** start Passage shown **

Comment: “But the legal system worked the way it is supposed to. If Zimmerman were guilty, he would have been convicted.”
Response: “The legal system is biased against people of color. For example, African Americans are twice as likely as whites to receive the death penalty. If Trayvon had been white, Zimmerman would have done time.”
Follow-up Question: “How do you see bias in the criminal justice system playing out in your neighborhood, town, region?”

Comment: “The problem was the Florida law, with its broad definition of self-defense. It would not have happened in another state.”
Response: “The only thing different about this case is that we heard about it. People of color are being shot and killed all the time, under so-called fair laws.
Question: “What long did it take for past unjust laws to end or change (like Jim Crow, slavery, DOMA)?”

Comment: “The prosecution was incompetent.”
Response: “That may well have been true, but the real problem was that the judge prohibited any talk about race and racial profiling. That’s what the case was about.”

Comment: “But George Zimmerman is Latino. So it can’t be about race.”
Response: “It’s about race because his actions and decisions that night and the coverage and prosecution of the case reflected and held to racist ideology, that automatically deems a young man of color a suspect, and then guilty of his own death.”
Question: “How might structural racism impact the views of people of color differently than white people?”

Comment: “Well, it’s all over now. Time to get on with our lives.”
Response: “It’s not all over. Trayvon’s family can still file a civil suit, which has a more relaxed standard of evidence. And these laws are still on the books around the country. What would it be like if this had happened to your child?
Question: “What do you think would keep this real in white peoples’ lives when the headlines fade?”

Comment: “Then why not let the legal system play itself out.”
Response: “That can take years. What about all the African Americans and other people of color who face the threat of vigilante attacks and biased arrests every day?”
Question: “What do you think could make the legal system work for all people?”

Comment: “Even if people are upset, holding rallies doesn’t help anything.”
Response: “White people need to stand up for racial justice in a public, visible way. Only action can prevent more Trayvon Martins. What can we do today?”

** end Passage shown **
** start Supplied material **

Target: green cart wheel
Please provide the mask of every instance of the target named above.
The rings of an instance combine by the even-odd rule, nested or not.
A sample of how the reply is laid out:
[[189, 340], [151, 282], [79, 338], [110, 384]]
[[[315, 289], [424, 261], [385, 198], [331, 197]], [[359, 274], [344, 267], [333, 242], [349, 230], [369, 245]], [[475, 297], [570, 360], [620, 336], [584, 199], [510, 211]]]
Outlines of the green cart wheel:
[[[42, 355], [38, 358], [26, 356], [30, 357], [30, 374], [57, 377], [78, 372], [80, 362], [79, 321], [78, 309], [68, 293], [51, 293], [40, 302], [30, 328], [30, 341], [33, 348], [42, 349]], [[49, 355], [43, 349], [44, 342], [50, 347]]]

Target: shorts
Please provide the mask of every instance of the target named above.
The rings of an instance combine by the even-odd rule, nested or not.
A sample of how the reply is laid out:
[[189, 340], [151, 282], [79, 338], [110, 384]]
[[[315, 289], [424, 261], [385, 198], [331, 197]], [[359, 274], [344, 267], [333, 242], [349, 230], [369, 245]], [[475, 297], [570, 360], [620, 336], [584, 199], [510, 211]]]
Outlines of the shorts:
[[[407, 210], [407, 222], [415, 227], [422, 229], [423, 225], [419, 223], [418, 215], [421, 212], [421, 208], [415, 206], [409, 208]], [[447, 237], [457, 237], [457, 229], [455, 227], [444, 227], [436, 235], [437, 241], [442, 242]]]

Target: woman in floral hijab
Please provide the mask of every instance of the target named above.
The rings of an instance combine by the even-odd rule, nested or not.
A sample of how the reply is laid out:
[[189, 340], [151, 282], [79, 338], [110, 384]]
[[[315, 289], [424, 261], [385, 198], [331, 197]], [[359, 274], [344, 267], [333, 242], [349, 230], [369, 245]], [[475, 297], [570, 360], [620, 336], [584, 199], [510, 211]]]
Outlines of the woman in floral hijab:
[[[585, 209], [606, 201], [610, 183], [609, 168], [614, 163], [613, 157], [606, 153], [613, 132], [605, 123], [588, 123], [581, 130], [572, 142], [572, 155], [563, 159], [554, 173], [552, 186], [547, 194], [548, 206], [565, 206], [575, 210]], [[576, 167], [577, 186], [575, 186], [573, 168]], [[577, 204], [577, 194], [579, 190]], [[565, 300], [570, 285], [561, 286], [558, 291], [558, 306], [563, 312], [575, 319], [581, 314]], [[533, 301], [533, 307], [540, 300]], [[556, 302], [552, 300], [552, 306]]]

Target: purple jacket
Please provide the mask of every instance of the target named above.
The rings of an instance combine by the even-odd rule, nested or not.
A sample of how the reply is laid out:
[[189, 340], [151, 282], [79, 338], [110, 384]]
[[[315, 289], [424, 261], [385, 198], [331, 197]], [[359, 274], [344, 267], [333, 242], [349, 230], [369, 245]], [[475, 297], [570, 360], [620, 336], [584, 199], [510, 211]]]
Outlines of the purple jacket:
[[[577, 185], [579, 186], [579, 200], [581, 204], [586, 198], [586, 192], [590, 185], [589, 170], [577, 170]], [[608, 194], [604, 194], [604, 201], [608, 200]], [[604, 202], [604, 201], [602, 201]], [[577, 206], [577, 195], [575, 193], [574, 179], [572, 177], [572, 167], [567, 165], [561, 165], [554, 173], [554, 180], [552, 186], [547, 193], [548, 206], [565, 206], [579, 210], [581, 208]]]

** end Supplied material **

§ **Jobs**:
- 1) Render the part of the listing that opens with the line containing "Target: shorts" and closes with the line containing "241], [442, 242]]]" as a Markdown table with the columns No. and Line, numbering each row and leaving out blank lines.
- 2) Extend the comment-and-response passage about the Zimmerman verdict past its final line.

§ **Results of the tasks**:
- 1)
| No. | Line |
|---|---|
| 1 | Target: shorts |
| 2 | Please provide the mask of every instance of the target named above. |
| 3 | The rings of an instance combine by the even-odd rule, nested or not. |
| 4 | A sample of how the reply is laid out: |
| 5 | [[189, 340], [151, 282], [79, 338], [110, 384]] |
| 6 | [[[315, 289], [424, 261], [385, 198], [331, 197]], [[359, 274], [344, 267], [333, 242], [349, 230], [369, 245]], [[475, 297], [570, 360], [620, 336], [584, 199], [510, 211]]] |
| 7 | Outlines of the shorts: |
| 8 | [[[407, 210], [407, 222], [415, 227], [422, 229], [423, 225], [419, 223], [418, 215], [421, 212], [421, 208], [415, 206], [409, 208]], [[447, 237], [457, 237], [457, 229], [455, 227], [444, 227], [436, 235], [437, 241], [442, 242]]] |

- 2)
Question: “What can we do today to engage more people more deeply?”

Comment: “I think there’s been too much focus on this one case. It’s time to move on.”
Response: “People aren’t concerned just about what happens to George Zimmerman, but about the ways in which the outcome here continues our society’s precedent of devaluing black life. It makes young black people more vulnerable to being a target for anyone who sees them as a threat.”
Question: “How do you think we can show that all lives–including African Americans and other people of color– matter?”

Comment: “But George Zimmerman is Latino/ Hispanic. How can he be racist?”
Response: “In this country, white skin/light skin people get certain privileges. While Zimmerman is Latino, he benefits from a system that prioritizes white people.
Question: ”How have you seen white people benefit in terms of education, housing, health care, immigration?  I know in my family history, some people received _____ advantage.  What about it yours?”

ONE HOUR ACTION: Do some writing

Letter to the Editor: Write an LTE about why this is an important issue for you and what needs to change. Send it to your friends, family, organizations, and to the local papers. Post it on our Facebook page.

Click here for tips on writing an LTE.

Here are some writing prompts:

  • As a white person, this case matters to me because…
  • The fact that a jury ruled that it was lawful for George Zimmerman to shoot Trayvon Martin demonstrates…
  • Trayvon Martin would still be alive today if…

 

Now is an opportunity to check ourselves through some honest reflection and let that lead us to thoughtful action.
~ Claudia Horowitz, Stone Circles

1 HOUR + ACTION: Take a day off your usual grind and spend a few hours in the street!

(Sign from SURJ contingent in NYC march for Trayvon Martin, July 14, 2013)

For any action, meeting, or in-person event please take pictures or a short video and upload it to the SURJ Facebook page.

Go to a local action: There (was) a National Day of Action this Saturday, July 20th, and there will be many more to come. See if there is a local action near you and go with some friends. Make some signs to get your message out. Great messages to use:

  • Black lives matter
  • Showing up for Racial Justice
  • Racial justice, not racial profiling
  • Abolish “Stand Your Ground”

At the action: Engage with other white people. Talk to them about why they are there and whether they’re involved with local racial justice efforts.

Hold a house party: To discuss the Zimmerman trial and its connections to other issues such as racial profiling, the mass incarcerations and criminalization of people of color, and/or the impact of stand your ground laws in your state.

Use video to spark conversation: Use YouTube videos, a short movie, or an article on the Zimmerman trial to spark conversation with people in your community. Or go to a movie with a racial justice theme — like Fruitvale Station, about the killing of Oscar Grant by the transit police in Oakland, California — and meet for discussion afterwards.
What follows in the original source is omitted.